───── DATA ─────
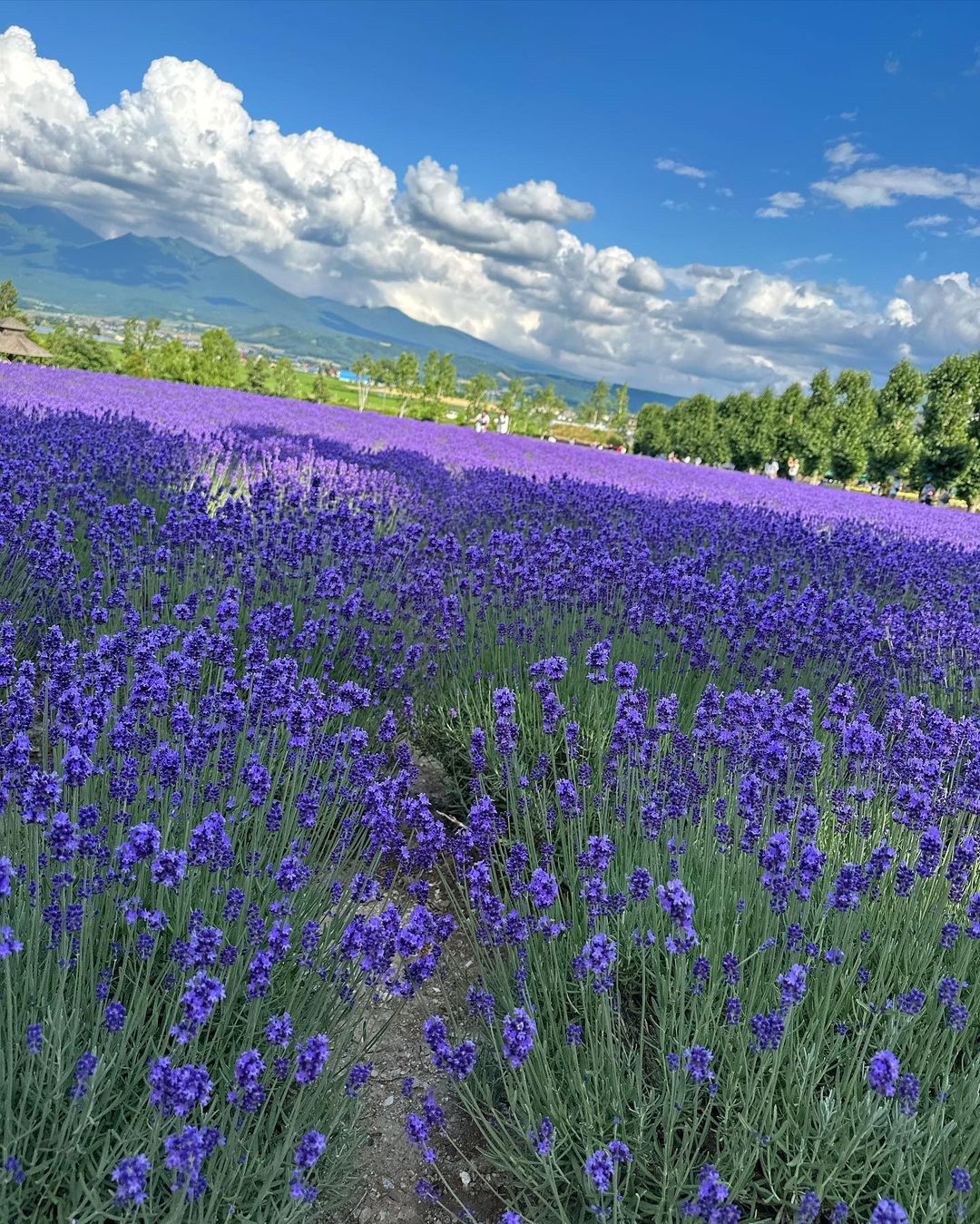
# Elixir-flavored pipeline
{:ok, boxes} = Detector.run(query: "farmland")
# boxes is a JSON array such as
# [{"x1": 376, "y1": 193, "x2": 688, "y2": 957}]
[{"x1": 0, "y1": 366, "x2": 980, "y2": 1224}]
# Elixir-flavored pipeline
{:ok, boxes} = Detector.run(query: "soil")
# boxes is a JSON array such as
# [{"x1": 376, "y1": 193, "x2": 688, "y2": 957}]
─────
- INSTRUCTION -
Repeat all the records above exactly, leaving out any pictures.

- RESPONSE TO THE EXERCISE -
# Elixir-flavored pipeline
{:ok, boxes} = Detector.run(query: "farmland")
# boxes is a JSON array such as
# [{"x1": 376, "y1": 193, "x2": 688, "y2": 957}]
[{"x1": 0, "y1": 366, "x2": 980, "y2": 1224}]
# Elixir-flavored pipeline
{:ok, boxes} = Detector.run(query: "soil")
# boxes is a JSON array such as
# [{"x1": 376, "y1": 193, "x2": 688, "y2": 957}]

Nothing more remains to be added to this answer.